— Extracted data —
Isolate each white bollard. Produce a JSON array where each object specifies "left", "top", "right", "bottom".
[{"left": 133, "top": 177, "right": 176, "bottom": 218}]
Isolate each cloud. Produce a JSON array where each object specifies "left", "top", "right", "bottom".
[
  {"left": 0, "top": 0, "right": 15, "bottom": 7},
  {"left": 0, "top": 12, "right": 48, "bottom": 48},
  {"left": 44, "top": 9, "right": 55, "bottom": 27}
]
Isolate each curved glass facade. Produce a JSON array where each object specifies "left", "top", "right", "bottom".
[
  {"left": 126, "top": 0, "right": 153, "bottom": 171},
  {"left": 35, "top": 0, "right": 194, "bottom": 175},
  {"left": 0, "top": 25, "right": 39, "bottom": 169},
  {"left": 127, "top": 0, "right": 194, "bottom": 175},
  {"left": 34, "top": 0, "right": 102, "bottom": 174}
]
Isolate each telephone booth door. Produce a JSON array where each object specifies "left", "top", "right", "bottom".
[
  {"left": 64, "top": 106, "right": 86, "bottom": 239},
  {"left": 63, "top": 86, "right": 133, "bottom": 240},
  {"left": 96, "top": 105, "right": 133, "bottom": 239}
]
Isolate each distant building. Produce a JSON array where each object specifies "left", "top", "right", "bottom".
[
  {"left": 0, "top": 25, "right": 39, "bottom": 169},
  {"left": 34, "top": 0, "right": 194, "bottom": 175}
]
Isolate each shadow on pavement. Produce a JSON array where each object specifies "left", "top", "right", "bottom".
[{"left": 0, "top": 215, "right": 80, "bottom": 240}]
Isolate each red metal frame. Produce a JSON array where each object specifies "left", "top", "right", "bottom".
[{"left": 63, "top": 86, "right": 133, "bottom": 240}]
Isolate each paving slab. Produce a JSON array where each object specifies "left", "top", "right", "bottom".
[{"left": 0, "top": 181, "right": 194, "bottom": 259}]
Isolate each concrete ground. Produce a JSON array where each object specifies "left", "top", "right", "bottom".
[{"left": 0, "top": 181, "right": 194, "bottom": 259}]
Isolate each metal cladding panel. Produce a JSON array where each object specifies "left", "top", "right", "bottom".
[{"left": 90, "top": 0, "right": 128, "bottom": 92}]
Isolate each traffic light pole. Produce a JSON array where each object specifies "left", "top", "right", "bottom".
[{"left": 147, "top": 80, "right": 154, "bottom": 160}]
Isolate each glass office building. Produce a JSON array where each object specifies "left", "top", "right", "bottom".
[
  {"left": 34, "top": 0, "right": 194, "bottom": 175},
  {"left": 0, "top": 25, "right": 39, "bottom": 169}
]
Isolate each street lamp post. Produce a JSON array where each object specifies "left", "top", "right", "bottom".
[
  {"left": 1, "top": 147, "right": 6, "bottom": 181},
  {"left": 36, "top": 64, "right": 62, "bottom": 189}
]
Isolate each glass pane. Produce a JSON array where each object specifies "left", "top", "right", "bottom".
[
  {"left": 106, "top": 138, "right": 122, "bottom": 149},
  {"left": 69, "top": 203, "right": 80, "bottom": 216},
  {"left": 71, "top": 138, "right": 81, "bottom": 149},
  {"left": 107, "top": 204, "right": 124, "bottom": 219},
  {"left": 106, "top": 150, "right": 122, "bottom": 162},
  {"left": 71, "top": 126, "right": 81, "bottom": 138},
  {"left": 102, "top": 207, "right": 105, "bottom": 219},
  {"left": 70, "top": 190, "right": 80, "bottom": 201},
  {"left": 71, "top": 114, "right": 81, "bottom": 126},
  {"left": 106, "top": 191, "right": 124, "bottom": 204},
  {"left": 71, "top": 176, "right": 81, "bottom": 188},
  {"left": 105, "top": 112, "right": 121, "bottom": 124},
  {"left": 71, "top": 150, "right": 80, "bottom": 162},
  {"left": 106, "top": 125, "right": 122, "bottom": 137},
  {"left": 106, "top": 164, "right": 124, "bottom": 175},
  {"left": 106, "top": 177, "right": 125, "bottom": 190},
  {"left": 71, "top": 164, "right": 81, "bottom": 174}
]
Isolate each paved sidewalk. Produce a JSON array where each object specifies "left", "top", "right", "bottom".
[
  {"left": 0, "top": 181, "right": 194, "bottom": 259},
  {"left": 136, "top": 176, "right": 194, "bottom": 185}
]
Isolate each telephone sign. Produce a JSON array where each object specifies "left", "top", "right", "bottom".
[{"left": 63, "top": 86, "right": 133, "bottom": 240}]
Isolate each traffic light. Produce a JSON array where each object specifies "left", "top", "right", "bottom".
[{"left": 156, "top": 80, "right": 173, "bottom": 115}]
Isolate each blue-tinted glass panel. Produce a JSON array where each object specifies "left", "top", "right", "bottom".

— Aim —
Reproduce all of the records above verbatim, line for line and in the same order.

— Reply to the exercise —
Isolate each white bollard. Produce a JSON array where each object specifies "left", "top", "right", "bottom".
[{"left": 133, "top": 177, "right": 176, "bottom": 218}]
Isolate each cloud. Produce a JSON array where each object specifies "left", "top", "right", "bottom".
[
  {"left": 0, "top": 0, "right": 15, "bottom": 7},
  {"left": 0, "top": 12, "right": 48, "bottom": 48},
  {"left": 44, "top": 9, "right": 55, "bottom": 27}
]
Isolate each curved glass facade. Produce a JSON array where each object specifies "left", "top", "right", "bottom".
[
  {"left": 126, "top": 0, "right": 153, "bottom": 171},
  {"left": 35, "top": 0, "right": 194, "bottom": 175},
  {"left": 0, "top": 25, "right": 39, "bottom": 169},
  {"left": 127, "top": 0, "right": 194, "bottom": 175},
  {"left": 34, "top": 0, "right": 102, "bottom": 174}
]
Isolate each telephone booth door. Produce a JSON array where each object specifies "left", "top", "right", "bottom".
[
  {"left": 64, "top": 106, "right": 86, "bottom": 239},
  {"left": 63, "top": 86, "right": 133, "bottom": 240},
  {"left": 96, "top": 105, "right": 133, "bottom": 239}
]
Isolate each distant building. Produce a JSON array where each object specifies "left", "top", "right", "bottom".
[
  {"left": 0, "top": 25, "right": 39, "bottom": 169},
  {"left": 34, "top": 0, "right": 194, "bottom": 175}
]
Isolate each shadow on pavement. Produce a JSON array where each object specifies "left", "top", "right", "bottom".
[{"left": 0, "top": 215, "right": 80, "bottom": 240}]
Isolate each red metal frame. Produce a JSON array where each object specifies "left", "top", "right", "bottom".
[{"left": 63, "top": 86, "right": 133, "bottom": 240}]
Isolate each paving slab. Produce a JSON array where each object specifies "left", "top", "right", "bottom".
[{"left": 0, "top": 181, "right": 194, "bottom": 259}]
Isolate each concrete ground. Produce a JSON array where each object specifies "left", "top", "right", "bottom".
[{"left": 0, "top": 181, "right": 194, "bottom": 259}]
Isolate each metal cladding panel. Produce a JSON array where each object specifies "left", "top", "right", "bottom".
[{"left": 90, "top": 0, "right": 128, "bottom": 92}]
Isolate each traffic light pole. Produce a JSON array where each object specifies "left", "top", "right", "bottom".
[{"left": 147, "top": 80, "right": 154, "bottom": 160}]
Isolate each glass office building. Produce a JSON array where each object specifies "left", "top", "right", "bottom".
[
  {"left": 34, "top": 0, "right": 194, "bottom": 175},
  {"left": 0, "top": 25, "right": 39, "bottom": 169}
]
Isolate each street lamp post. Produce a JSON array where each object specifies "left", "top", "right", "bottom".
[
  {"left": 1, "top": 147, "right": 6, "bottom": 181},
  {"left": 36, "top": 64, "right": 62, "bottom": 189}
]
Isolate each glass pane. Produce a JSON array where each object specifies "left", "top", "right", "bottom".
[
  {"left": 106, "top": 138, "right": 122, "bottom": 149},
  {"left": 69, "top": 203, "right": 80, "bottom": 216},
  {"left": 71, "top": 138, "right": 81, "bottom": 149},
  {"left": 107, "top": 204, "right": 124, "bottom": 219},
  {"left": 106, "top": 150, "right": 122, "bottom": 162},
  {"left": 71, "top": 126, "right": 81, "bottom": 138},
  {"left": 102, "top": 207, "right": 105, "bottom": 219},
  {"left": 70, "top": 190, "right": 80, "bottom": 201},
  {"left": 71, "top": 114, "right": 81, "bottom": 126},
  {"left": 106, "top": 191, "right": 124, "bottom": 204},
  {"left": 71, "top": 176, "right": 81, "bottom": 188},
  {"left": 105, "top": 112, "right": 121, "bottom": 124},
  {"left": 71, "top": 150, "right": 80, "bottom": 162},
  {"left": 106, "top": 125, "right": 122, "bottom": 137},
  {"left": 106, "top": 164, "right": 124, "bottom": 175},
  {"left": 106, "top": 177, "right": 125, "bottom": 190},
  {"left": 71, "top": 164, "right": 81, "bottom": 174}
]
Isolate each paved sidewalk. Produce a JSON array where each object specifies "left", "top", "right", "bottom".
[
  {"left": 0, "top": 181, "right": 194, "bottom": 259},
  {"left": 136, "top": 176, "right": 194, "bottom": 185}
]
Isolate each telephone sign. Produce a JSON array where each object specifies "left", "top", "right", "bottom".
[{"left": 63, "top": 86, "right": 133, "bottom": 240}]
Isolate each traffic light. Produce a JSON array where each object specifies "left", "top", "right", "bottom".
[{"left": 156, "top": 80, "right": 173, "bottom": 115}]
Isolate each blue-tinted glass panel. Produce a JSON array where each object specifies "left", "top", "right", "bottom".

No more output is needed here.